Pointing and labeling entries
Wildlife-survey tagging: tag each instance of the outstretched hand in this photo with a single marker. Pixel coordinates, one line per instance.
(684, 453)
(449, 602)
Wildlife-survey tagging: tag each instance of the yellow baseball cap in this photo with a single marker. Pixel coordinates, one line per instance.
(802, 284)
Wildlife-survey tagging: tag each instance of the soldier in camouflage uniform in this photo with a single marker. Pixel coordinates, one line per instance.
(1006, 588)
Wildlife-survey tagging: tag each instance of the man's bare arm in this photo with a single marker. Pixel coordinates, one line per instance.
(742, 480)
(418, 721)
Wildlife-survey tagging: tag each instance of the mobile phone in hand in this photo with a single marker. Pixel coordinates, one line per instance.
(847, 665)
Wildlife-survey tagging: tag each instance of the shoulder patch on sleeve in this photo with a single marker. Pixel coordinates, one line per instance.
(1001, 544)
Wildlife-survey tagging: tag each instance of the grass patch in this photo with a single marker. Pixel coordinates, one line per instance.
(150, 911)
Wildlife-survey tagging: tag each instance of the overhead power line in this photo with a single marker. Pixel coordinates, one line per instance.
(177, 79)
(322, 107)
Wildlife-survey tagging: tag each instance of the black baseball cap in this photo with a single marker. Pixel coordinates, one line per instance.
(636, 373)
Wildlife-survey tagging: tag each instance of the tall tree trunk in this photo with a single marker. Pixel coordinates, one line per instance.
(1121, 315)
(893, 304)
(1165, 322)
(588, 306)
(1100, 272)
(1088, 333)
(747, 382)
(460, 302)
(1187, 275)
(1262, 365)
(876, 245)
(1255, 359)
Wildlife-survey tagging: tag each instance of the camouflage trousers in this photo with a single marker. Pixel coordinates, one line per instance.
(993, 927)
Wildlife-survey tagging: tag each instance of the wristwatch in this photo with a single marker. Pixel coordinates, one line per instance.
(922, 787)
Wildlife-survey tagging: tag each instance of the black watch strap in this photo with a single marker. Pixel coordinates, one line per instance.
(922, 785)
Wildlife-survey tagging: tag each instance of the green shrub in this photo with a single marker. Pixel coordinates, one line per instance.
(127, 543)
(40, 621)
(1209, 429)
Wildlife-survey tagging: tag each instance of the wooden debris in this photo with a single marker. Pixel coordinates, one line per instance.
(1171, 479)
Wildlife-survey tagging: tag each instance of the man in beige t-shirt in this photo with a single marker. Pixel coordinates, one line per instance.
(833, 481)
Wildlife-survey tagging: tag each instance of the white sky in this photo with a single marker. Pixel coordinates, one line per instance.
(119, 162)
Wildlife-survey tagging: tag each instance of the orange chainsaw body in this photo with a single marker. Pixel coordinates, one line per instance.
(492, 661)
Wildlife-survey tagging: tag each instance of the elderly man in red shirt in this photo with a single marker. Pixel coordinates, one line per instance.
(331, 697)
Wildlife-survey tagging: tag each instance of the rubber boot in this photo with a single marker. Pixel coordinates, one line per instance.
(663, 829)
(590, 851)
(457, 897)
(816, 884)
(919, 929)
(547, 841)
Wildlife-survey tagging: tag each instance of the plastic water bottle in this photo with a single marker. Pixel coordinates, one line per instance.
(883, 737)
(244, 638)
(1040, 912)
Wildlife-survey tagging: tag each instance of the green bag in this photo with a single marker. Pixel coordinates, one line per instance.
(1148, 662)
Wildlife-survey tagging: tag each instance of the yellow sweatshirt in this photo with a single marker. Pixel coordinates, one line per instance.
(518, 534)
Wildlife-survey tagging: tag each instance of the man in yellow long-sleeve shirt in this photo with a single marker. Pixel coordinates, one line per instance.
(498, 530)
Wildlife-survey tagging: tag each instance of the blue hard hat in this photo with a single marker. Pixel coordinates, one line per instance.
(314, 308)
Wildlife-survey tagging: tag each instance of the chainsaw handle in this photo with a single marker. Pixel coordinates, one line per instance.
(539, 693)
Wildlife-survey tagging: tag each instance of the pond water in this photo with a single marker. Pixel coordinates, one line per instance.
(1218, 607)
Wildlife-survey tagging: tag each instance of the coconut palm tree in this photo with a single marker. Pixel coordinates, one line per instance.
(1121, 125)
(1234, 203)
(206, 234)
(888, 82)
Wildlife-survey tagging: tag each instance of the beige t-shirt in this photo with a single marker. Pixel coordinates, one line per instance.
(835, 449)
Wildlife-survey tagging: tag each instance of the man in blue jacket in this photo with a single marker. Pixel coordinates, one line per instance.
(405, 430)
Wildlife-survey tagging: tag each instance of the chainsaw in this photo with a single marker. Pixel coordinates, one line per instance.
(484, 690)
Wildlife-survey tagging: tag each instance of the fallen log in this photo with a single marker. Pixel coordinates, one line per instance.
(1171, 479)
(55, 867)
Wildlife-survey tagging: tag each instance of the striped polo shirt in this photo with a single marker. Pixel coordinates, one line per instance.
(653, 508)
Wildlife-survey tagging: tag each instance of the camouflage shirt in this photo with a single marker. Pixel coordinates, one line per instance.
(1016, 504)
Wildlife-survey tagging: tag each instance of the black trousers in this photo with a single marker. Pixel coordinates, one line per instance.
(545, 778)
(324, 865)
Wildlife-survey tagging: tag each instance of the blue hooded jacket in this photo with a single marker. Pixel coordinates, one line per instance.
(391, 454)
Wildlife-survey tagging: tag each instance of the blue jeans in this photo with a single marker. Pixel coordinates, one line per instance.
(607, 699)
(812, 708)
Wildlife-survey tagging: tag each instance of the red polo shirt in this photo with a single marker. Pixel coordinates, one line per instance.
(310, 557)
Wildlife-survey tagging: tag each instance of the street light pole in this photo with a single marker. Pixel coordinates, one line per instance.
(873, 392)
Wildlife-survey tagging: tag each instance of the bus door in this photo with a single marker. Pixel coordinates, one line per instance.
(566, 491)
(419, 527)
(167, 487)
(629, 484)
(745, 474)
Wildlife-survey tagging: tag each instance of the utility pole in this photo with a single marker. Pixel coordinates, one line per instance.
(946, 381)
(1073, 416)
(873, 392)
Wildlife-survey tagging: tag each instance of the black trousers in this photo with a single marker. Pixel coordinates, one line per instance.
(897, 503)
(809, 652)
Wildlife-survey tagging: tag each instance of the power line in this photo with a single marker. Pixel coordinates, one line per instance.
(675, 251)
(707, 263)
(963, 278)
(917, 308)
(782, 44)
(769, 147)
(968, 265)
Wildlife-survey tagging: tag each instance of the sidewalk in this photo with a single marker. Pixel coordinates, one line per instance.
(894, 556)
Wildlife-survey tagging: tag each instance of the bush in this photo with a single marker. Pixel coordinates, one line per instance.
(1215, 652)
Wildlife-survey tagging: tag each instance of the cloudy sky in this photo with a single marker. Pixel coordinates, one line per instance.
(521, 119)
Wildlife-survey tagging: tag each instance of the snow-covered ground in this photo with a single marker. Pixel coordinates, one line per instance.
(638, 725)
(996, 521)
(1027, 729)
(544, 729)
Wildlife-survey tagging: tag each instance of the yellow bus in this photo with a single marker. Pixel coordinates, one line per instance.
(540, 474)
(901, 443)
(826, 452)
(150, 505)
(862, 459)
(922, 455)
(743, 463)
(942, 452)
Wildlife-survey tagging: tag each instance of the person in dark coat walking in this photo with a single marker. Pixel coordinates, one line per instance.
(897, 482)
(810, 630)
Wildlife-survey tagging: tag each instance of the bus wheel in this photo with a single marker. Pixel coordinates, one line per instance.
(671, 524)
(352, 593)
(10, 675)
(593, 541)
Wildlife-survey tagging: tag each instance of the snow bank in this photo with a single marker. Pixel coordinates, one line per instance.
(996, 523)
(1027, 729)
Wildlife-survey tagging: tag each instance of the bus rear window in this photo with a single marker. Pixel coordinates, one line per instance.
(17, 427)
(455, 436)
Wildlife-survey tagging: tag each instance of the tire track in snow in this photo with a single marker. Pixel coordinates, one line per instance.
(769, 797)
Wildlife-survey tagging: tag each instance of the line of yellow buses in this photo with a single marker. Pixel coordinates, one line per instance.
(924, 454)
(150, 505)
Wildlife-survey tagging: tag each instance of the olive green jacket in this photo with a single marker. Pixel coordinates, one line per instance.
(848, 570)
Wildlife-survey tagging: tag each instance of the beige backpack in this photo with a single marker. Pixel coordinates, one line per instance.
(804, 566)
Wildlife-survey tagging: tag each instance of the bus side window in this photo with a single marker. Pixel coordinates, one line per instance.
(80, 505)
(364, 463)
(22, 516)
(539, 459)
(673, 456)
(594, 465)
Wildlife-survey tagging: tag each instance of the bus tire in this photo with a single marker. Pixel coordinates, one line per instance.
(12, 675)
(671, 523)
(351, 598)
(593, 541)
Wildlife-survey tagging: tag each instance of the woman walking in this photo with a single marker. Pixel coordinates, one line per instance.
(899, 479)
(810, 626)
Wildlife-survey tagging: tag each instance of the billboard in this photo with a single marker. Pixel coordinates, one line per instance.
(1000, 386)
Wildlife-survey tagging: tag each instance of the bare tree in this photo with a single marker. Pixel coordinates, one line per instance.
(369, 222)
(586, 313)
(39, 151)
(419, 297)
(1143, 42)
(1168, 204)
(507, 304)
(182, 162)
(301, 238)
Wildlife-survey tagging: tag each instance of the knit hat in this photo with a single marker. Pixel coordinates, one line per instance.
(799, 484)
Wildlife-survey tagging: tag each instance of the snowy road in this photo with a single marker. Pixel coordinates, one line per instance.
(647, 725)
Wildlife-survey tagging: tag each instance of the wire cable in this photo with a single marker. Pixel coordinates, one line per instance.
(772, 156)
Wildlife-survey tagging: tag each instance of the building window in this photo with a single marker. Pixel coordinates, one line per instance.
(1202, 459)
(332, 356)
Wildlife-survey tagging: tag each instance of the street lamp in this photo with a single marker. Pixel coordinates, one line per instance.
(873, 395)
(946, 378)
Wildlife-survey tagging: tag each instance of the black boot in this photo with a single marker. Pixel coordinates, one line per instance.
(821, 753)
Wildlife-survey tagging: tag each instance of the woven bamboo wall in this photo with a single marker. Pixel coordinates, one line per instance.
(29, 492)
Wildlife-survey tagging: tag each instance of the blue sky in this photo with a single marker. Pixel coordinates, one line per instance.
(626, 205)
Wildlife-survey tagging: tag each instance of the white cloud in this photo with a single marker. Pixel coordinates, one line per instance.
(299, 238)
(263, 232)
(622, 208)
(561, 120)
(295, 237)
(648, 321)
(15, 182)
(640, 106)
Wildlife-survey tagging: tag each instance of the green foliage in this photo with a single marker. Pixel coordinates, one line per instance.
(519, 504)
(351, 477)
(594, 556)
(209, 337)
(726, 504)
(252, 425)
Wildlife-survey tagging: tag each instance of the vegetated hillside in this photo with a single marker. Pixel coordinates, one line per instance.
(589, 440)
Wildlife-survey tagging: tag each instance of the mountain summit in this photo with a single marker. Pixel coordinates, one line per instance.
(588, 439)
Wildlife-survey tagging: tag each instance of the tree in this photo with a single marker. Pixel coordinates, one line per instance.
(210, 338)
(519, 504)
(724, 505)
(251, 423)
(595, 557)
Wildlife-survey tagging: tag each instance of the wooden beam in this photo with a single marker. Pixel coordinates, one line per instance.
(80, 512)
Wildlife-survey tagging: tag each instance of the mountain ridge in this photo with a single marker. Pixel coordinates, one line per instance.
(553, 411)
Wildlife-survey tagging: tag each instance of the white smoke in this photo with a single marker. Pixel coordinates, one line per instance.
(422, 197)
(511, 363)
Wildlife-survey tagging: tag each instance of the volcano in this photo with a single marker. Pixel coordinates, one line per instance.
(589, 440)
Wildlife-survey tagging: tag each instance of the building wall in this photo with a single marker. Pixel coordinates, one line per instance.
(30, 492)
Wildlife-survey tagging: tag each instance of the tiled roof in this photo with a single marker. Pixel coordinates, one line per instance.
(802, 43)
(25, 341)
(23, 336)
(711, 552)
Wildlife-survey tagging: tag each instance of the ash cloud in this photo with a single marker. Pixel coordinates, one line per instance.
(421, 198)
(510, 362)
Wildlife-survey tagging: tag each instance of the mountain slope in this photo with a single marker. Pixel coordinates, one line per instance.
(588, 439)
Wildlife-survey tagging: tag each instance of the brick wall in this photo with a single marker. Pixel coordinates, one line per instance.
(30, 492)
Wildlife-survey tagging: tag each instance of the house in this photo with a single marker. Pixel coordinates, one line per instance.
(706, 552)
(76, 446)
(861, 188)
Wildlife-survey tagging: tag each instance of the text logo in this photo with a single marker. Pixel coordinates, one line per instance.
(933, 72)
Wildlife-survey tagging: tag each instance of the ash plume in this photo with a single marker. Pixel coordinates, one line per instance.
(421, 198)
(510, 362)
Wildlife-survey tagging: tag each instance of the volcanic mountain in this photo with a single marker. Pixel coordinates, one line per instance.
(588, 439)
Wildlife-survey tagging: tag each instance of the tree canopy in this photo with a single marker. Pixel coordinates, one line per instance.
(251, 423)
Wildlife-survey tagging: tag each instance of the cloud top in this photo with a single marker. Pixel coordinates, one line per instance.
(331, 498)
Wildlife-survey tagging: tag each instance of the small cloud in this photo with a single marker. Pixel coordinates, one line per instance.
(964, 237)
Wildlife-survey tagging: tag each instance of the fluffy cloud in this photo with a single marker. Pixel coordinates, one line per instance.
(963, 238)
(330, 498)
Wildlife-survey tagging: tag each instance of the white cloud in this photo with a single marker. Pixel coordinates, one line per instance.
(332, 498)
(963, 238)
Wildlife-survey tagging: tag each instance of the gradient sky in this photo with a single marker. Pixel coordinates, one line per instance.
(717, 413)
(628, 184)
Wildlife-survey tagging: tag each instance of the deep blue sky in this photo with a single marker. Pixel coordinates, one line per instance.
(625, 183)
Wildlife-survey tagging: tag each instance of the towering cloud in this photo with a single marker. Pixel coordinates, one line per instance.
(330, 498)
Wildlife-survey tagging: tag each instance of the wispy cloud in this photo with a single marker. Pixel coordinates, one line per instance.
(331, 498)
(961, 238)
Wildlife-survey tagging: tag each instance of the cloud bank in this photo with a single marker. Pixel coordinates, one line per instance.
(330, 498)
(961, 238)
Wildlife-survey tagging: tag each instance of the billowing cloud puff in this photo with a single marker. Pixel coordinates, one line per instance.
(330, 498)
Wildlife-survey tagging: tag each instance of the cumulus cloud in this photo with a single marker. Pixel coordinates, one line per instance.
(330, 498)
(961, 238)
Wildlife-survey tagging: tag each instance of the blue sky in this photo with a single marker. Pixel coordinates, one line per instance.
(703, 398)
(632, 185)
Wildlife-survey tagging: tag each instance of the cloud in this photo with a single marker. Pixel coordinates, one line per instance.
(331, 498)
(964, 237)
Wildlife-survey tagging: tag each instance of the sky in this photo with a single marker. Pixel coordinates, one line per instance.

### [Exercise directions]
Return, word for word, every line from the line with "Wildlife-survey tagging: tag each instance of the cloud bank" to the final line of the data.

### [Response]
Wildlife-survey tagging: tag each instance of the cloud bank in this photo with a single marker. Pixel coordinates, one line per instance.
(330, 498)
(961, 238)
Wildlife-survey tagging: tag each instance of the billowing cloud puff in this photo with a single marker. Pixel coordinates, one line per instance.
(330, 498)
Wildlife-survey tagging: tag each instance of the cumulus cloud in this photo with a single marker. Pixel coordinates, one line per instance.
(330, 498)
(961, 238)
Wildlife-survey tagging: tag each instance of the blue sky in this photo with a single marker. Pixel coordinates, one line per instance.
(703, 398)
(632, 185)
Wildlife-survey tagging: tag each instance of the cloud in this photo with a single marker. Pixel coordinates, one line per instance.
(331, 498)
(964, 237)
Wildlife-survey tagging: tag each instance of the sky in this photo with a single marker. Pixel coordinates, one line per instance.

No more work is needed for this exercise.